**Selected text:**
****

Tuesday, September 11, 2012 |  0 Comment Tags: shark cage diving,

Author: Nicola Stelluto (Environmental Ecologist)
My initial love for the environment occurred at a young age when my father and I use to watch animal documentaries on Sunday evenings. I was hooked on anything ocean related when I saw these amazing submersibles going to such extreme depth in the ocean and discovering previously unseen things. To be the first to go somewhere where no one has been before was the first thing that attracted me to the field of natural sciences.

Guest comment: “The crew was incredible, we wish we could’ve seen more but that’s mother  nature!” Cassy and Ernie.

“Great experience, great crew! Thank you for everything!” Jenna and Danny.

“Fantastic watching the sharks swim past. Great experience!” James.

10/09/2012
Location: Dam
Water Temperature: 14.9 'C
Depth: 10.1m
Visibility: 1.5m
Number of Sharks: 2
Conditions: Cloudy with wind and swell.

****

**Collected material:**

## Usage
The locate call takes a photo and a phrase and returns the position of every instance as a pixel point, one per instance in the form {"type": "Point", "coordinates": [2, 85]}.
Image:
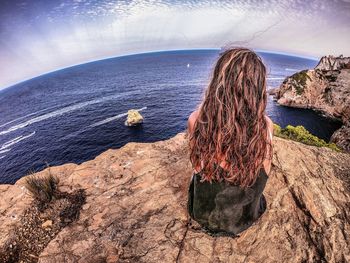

****

**Problem statement:** Continue the shark cage diving blog post from its last line.

**Reply:**
On our way out of the harbour we were lucky in that we spotted two Southern Right Whales. That is a great way to start a shark trip! The sharks were a bit reluctant to make their presence known and they gave some distant passes. Nonetheless they did show up to put on a show! We also had a frenzy of small bait fish known as mullet around the boat that seemed to enjoy our chum as much as the sharks did. As you can see from the photos there is always a lot to see in the area including the sharks! You never know what amazing things you may spot...
 

For more shark facts and shark updates, also "Like" our Marine Dynamics facebook fan page. If you would like to review your trip online to help others choose the right cage diving company, please visit our TripAdvisor page and leave your feedback.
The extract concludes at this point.